* **REQUIRED WORK**:
List all lines in the listing below that contain the word "every", copying each such line in full.

* **DATA IN THIS EXERCISE**:
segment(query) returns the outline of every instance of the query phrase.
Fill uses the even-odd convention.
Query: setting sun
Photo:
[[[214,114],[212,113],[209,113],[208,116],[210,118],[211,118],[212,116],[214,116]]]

* **SOLUTION TO THE PROBLEM**:
segment(query) returns the outline of every instance of the query phrase.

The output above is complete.